TEXTE EXTRAIT:
==================================================

Quellea charmante surprise mon bien aimé. J’en suis éblouie, ravie, heureuse et comblée. Je n’espérais que ta chère petite lettre, c’est-à-dire la joie de mon âme, le bonheur de mon cœur et tu y as jointb un charmant petit dessin doré et riant comme un rayon d’amour [4]. Merci, mon Victor archange, merci, mon Victor sublime, merci et adoration jusque sous tes pieds. Je n’ai pas autre chose à t’offrir en échange de ton splendide cadeau que mon amour, la seule chose digne de toi. Dieu en me donnant le don parfait de t’aimer m’a privée de tous les autres et c’est justice quoique souvent je me trouve mal partagée par rapport à toi. Aujourd’hui je suis si heureuse que je ne m’aperçois plus de ce qui me manque. Je t’aime à remplir le ciel de soleil, les fleurs de parfum et les oiseaux de doux chants. Tout est confiance, espérance et certitude dans notre apothéose d’éternité. Je sens que je t’aime et que j’ai dû t’aimer et que je t’aimerai autant qu’a vécu et que vivra Dieu principe de toute chose. Je te souris à travers les vingt-trois ans qui nous protègent et qui nous abritent sous leurs rameaux d’amour contre les orages et les épreuves à venir. Ton cœur est mon bouclier ; mon amour c’est ma force, mon courage et ma vertu. Avec eux je n’ai peur de rien et je suis capable de tous les dévouements et de tous les sacrifices. Je te dis tout cela comme je peux, mon pauvre adoré, mais tu es habitué à dégager mon amour de toutes les ronces de mon ignorance. Aussi je ne m’inquiète jamais de la diffusion de mes gribouillis. Mon cœur va toujours droit devant lui, tant pis pour les accidents de l’esprit, il n’en tient aucun compte car il n’a d’autre but que d’arriver jusqu’à toi pour y verser toute son adoration.

==================================================

MATÉRIEL FOURNI:

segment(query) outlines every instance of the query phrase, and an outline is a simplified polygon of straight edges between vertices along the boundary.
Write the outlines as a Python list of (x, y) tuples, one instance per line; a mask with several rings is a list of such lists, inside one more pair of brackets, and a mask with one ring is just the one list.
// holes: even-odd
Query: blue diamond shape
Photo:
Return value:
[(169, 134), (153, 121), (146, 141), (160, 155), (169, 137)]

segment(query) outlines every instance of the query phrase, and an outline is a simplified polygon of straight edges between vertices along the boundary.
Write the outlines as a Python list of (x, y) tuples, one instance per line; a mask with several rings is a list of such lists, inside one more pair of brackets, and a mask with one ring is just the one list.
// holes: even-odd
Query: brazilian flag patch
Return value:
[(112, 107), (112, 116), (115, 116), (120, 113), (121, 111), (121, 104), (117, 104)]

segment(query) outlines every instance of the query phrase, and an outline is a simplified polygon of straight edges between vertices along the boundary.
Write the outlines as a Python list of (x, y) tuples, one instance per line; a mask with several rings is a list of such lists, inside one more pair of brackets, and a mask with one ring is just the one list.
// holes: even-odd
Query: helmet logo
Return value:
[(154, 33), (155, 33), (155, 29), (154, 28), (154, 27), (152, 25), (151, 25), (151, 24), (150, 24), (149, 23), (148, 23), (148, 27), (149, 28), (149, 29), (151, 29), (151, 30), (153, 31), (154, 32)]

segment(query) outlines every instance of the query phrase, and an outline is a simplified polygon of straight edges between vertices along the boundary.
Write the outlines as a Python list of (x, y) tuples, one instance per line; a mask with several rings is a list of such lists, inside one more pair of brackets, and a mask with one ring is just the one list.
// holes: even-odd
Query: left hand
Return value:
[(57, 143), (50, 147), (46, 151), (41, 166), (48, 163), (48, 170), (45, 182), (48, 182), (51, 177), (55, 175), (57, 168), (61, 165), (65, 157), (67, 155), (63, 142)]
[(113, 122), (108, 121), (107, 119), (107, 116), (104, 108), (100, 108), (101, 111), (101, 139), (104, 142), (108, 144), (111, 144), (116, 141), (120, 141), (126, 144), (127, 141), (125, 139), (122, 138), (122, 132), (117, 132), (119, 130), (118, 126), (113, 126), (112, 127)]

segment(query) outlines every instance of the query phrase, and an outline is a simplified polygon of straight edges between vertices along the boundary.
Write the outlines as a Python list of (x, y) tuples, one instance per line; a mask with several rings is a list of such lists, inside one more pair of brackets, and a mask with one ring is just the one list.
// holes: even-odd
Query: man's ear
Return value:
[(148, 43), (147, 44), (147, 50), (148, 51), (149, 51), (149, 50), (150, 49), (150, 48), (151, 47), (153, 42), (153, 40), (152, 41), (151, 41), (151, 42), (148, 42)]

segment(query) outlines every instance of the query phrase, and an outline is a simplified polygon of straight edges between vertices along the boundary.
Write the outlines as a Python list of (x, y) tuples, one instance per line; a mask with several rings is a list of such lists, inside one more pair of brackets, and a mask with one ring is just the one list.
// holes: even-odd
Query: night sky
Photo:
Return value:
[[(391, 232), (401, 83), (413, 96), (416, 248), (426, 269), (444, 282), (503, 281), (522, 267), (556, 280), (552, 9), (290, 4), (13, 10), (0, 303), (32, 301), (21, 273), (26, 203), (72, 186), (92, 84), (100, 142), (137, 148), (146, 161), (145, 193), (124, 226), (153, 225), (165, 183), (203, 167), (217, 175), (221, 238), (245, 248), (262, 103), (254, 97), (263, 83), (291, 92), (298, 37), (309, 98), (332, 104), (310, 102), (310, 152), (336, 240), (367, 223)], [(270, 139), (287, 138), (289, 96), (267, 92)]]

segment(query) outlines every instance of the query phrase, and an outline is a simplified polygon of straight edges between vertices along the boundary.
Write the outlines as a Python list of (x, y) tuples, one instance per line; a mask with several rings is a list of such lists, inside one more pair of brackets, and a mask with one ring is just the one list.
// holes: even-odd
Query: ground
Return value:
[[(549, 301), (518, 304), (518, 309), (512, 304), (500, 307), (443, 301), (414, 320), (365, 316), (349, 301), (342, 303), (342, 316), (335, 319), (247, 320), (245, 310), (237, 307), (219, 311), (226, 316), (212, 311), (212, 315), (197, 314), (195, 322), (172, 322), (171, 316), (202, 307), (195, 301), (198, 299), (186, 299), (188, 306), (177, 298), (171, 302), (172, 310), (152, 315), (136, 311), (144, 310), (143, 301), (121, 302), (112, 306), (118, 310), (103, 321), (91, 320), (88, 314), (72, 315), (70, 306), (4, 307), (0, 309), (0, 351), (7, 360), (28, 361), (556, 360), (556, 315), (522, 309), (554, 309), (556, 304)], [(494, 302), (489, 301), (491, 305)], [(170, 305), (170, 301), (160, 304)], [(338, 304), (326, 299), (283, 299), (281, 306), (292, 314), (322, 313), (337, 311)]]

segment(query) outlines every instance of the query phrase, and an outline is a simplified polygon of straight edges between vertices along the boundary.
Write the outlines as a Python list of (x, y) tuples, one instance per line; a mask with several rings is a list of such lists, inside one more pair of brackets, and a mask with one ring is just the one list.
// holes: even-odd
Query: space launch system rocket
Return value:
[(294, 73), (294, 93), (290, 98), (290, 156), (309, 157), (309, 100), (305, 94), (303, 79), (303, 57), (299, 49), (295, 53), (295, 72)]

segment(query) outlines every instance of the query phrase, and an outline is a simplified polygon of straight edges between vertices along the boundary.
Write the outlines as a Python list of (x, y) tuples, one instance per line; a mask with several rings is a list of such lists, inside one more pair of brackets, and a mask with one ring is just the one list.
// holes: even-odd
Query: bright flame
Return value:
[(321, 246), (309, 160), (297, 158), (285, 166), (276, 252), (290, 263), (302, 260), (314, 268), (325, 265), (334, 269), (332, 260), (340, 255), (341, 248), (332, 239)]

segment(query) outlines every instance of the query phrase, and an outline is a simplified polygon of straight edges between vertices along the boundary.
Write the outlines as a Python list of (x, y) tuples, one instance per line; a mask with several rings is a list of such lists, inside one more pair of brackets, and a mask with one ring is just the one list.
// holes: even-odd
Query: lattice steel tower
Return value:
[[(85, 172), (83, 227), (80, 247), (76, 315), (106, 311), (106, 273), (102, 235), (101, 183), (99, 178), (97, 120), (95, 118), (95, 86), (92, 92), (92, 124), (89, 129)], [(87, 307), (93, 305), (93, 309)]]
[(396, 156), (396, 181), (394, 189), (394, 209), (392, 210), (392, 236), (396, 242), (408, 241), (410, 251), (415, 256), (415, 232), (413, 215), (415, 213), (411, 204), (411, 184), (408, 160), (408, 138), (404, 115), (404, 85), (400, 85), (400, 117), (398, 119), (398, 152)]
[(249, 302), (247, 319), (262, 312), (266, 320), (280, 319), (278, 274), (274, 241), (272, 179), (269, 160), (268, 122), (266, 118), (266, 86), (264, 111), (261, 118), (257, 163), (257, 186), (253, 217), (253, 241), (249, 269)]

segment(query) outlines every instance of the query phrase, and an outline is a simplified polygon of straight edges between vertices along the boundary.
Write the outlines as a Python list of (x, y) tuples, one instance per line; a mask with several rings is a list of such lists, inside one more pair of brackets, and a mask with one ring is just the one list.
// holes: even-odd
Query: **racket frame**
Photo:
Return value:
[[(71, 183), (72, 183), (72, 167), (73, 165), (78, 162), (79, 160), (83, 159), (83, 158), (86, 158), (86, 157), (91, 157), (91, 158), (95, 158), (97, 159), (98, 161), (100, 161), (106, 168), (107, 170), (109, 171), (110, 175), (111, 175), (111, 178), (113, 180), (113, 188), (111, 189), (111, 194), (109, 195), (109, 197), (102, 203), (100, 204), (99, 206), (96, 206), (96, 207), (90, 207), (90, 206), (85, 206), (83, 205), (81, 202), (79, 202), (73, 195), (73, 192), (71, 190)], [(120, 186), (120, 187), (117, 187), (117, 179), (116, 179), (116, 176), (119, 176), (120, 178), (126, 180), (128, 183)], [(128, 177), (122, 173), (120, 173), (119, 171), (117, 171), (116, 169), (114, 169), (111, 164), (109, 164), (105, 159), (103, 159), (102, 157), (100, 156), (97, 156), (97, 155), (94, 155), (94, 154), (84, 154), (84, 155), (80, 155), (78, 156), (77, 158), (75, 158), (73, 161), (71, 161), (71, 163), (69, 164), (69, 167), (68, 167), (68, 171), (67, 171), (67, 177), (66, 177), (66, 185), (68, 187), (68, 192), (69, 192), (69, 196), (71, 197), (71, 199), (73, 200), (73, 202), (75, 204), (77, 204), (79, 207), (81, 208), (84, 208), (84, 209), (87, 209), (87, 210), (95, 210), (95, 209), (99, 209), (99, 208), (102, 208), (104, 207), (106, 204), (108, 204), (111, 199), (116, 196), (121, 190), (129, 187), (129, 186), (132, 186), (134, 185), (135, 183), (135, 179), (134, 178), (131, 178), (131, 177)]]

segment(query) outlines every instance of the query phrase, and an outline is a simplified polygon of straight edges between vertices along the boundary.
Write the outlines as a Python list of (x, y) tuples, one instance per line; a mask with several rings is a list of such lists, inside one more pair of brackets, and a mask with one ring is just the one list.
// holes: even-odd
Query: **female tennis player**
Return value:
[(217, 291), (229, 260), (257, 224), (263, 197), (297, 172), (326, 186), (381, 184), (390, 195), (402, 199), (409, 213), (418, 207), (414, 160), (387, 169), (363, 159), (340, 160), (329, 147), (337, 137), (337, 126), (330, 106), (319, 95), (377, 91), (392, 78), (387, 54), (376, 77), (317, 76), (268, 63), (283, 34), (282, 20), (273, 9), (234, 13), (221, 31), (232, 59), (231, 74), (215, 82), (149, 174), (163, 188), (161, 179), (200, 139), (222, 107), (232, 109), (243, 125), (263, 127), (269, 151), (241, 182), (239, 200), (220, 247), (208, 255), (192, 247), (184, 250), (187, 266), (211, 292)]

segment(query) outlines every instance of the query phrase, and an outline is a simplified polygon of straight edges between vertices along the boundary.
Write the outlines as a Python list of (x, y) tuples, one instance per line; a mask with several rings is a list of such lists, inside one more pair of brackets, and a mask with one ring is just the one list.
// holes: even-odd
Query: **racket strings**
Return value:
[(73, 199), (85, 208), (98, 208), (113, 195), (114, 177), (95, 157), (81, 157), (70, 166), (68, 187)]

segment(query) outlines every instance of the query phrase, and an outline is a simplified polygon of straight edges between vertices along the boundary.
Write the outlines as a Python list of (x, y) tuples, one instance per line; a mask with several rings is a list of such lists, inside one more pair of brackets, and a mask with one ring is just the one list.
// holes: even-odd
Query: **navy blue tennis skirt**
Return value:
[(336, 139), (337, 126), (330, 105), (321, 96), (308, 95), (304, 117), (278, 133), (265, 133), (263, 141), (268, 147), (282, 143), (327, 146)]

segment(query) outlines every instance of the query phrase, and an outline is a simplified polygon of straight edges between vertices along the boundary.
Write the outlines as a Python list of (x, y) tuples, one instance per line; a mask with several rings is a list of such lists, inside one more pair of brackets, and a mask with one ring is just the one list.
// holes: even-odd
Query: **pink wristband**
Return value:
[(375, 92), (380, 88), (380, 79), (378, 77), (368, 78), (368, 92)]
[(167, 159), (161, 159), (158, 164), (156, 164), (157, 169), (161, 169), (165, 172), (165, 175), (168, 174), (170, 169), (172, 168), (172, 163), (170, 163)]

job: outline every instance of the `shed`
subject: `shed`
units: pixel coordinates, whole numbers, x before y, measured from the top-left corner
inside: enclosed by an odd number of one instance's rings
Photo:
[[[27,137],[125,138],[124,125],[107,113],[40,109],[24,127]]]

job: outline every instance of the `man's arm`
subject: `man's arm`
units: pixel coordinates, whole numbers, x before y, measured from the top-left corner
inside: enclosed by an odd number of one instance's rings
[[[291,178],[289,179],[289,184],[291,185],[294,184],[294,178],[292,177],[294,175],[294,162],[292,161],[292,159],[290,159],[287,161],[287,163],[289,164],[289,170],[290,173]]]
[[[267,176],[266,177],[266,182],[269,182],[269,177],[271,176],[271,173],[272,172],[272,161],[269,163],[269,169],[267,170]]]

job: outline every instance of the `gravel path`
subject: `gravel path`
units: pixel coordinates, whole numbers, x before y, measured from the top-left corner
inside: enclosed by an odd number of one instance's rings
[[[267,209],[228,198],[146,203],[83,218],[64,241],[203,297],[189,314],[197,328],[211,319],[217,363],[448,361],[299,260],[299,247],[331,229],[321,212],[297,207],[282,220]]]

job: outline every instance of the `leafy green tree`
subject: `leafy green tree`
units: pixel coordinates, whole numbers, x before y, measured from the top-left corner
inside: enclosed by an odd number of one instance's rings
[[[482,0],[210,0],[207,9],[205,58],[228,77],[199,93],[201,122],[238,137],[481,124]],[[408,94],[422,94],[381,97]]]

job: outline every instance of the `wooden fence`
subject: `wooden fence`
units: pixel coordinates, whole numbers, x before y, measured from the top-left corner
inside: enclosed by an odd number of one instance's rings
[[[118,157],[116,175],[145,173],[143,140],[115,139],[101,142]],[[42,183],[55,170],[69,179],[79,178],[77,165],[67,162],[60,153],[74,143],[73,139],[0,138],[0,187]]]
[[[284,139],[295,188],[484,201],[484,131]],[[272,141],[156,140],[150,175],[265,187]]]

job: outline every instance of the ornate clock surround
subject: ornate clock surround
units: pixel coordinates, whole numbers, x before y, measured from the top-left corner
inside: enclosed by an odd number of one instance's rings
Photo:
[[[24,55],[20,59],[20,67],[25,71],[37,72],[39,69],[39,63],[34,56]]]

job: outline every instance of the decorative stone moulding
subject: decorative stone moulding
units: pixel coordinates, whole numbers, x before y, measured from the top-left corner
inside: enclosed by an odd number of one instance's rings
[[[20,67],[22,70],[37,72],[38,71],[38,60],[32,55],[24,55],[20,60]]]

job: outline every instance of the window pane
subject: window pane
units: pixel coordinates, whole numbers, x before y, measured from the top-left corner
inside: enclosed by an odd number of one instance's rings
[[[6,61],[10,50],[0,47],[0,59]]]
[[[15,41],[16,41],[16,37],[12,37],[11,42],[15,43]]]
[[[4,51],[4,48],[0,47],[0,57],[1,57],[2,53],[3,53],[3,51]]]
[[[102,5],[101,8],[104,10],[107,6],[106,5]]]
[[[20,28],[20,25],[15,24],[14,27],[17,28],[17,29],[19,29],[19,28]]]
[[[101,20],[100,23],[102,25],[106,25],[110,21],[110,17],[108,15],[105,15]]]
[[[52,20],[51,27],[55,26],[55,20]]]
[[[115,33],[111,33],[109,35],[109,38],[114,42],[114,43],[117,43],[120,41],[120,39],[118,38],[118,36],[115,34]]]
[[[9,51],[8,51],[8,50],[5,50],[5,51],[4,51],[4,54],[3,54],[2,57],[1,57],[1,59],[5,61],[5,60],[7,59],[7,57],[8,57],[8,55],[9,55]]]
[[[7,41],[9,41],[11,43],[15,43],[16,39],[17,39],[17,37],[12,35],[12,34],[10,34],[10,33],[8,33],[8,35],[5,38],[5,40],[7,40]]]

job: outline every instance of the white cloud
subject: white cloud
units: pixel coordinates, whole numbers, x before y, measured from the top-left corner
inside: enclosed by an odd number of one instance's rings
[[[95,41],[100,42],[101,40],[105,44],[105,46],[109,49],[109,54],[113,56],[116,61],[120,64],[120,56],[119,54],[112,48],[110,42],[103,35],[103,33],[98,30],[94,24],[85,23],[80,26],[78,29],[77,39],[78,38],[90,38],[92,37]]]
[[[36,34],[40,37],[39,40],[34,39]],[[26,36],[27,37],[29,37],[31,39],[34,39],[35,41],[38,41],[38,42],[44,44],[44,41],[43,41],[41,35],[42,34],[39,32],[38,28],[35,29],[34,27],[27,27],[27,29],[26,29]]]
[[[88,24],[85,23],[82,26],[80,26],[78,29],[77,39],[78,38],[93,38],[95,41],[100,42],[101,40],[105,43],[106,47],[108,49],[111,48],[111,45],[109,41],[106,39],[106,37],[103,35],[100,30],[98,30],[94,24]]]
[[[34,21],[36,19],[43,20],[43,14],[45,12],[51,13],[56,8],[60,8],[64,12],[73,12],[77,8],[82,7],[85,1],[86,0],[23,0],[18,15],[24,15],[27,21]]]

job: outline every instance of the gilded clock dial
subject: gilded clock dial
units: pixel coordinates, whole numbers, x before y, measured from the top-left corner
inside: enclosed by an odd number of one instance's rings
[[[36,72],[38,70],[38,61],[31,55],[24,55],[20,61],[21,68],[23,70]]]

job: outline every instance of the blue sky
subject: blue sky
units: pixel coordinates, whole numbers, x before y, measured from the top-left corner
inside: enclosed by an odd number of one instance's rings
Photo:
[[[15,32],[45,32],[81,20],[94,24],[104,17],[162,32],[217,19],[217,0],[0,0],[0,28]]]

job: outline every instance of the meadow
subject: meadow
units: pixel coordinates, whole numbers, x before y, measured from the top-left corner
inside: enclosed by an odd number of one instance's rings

==================================================

TÂCHE À RÉALISER: Recopiez mot pour mot la lettre d'amour ci-dessus, en entier.

RÉPONSE ATTENDUE:
Quellea charmante surprise mon bien aimé. J’en suis éblouie, ravie, heureuse et comblée. Je n’espérais que ta chère petite lettre, c’est-à-dire la joie de mon âme, le bonheur de mon cœur et tu y as jointb un charmant petit dessin doré et riant comme un rayon d’amour [4]. Merci, mon Victor archange, merci, mon Victor sublime, merci et adoration jusque sous tes pieds. Je n’ai pas autre chose à t’offrir en échange de ton splendide cadeau que mon amour, la seule chose digne de toi. Dieu en me donnant le don parfait de t’aimer m’a privée de tous les autres et c’est justice quoique souvent je me trouve mal partagée par rapport à toi. Aujourd’hui je suis si heureuse que je ne m’aperçois plus de ce qui me manque. Je t’aime à remplir le ciel de soleil, les fleurs de parfum et les oiseaux de doux chants. Tout est confiance, espérance et certitude dans notre apothéose d’éternité. Je sens que je t’aime et que j’ai dû t’aimer et que je t’aimerai autant qu’a vécu et que vivra Dieu principe de toute chose. Je te souris à travers les vingt-trois ans qui nous protègent et qui nous abritent sous leurs rameaux d’amour contre les orages et les épreuves à venir. Ton cœur est mon bouclier ; mon amour c’est ma force, mon courage et ma vertu. Avec eux je n’ai peur de rien et je suis capable de tous les dévouements et de tous les sacrifices. Je te dis tout cela comme je peux, mon pauvre adoré, mais tu es habitué à dégager mon amour de toutes les ronces de mon ignorance. Aussi je ne m’inquiète jamais de la diffusion de mes gribouillis. Mon cœur va toujours droit devant lui, tant pis pour les accidents de l’esprit, il n’en tient aucun compte car il n’a d’autre but que d’arriver jusqu’à toi pour y verser toute son adoration.